## Your objective:
Give every one of the following lines as a numbered list, skipping blank lines. Leave the pictures out of your answer.

[Records of labeled points]
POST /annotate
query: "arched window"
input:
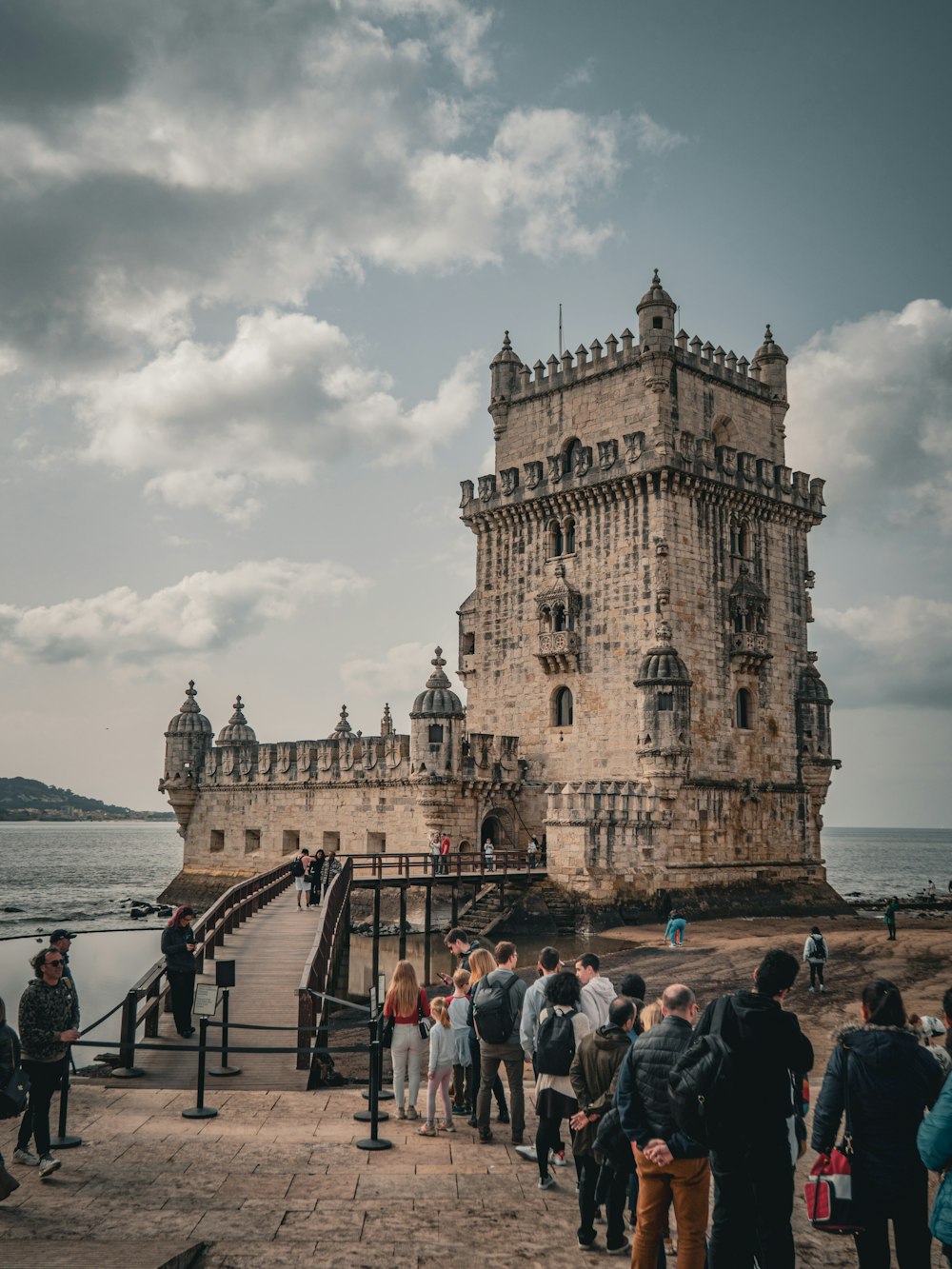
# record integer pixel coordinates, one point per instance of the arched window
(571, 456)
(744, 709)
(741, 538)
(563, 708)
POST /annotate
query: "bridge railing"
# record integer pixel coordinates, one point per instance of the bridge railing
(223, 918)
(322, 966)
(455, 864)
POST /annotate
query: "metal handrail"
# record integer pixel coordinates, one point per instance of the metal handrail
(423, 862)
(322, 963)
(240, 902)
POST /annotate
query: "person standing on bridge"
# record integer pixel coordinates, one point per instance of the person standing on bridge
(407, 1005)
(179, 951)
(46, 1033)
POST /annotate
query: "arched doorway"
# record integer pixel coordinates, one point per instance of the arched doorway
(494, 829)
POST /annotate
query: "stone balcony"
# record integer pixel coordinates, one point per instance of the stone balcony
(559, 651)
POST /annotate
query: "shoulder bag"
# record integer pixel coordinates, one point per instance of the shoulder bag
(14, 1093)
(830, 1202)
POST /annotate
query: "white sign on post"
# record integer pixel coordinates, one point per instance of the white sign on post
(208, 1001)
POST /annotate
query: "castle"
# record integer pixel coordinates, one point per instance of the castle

## The answer:
1. POST /annotate
2. query: "arched window"
3. input:
4. # record integer pixel coordinates, one point per instance of the arched window
5. (571, 456)
6. (744, 709)
7. (741, 538)
8. (563, 708)
9. POST /annotate
10. query: "bridge railing"
11. # record integer pixel coordinates, one point per instance of the bridge railing
12. (223, 918)
13. (322, 966)
14. (455, 864)
15. POST /annotate
16. query: "metal handrail"
17. # record integer pixel coordinates, one point per instance of the metal handrail
18. (423, 862)
19. (322, 963)
20. (240, 902)
21. POST /annotate
22. query: "person standing on bridge"
23. # record integer pixel coordinates, one point per instance of the person standing on bridge
24. (407, 1005)
25. (179, 951)
26. (46, 1033)
27. POST /annotate
28. query: "arched doorway"
29. # record integer pixel coordinates, one point per instance of the arched doorway
30. (494, 829)
31. POST /annotate
32. query: "stone balcony"
33. # record integer pixel coordinates, one point per instance of the stone balcony
34. (559, 651)
35. POST /annotate
36. query: "shoulder bag"
37. # record integer pixel coordinates, one point per instance of the shoulder bag
38. (14, 1093)
39. (830, 1202)
40. POST /annotate
41. query: "white sign on post"
42. # record integer pixel coordinates, one point per instance of the white sign on post
43. (208, 1001)
44. POST /annotate
45. query: "castle"
46. # record integer pixel coordinates, one point per instance of the castle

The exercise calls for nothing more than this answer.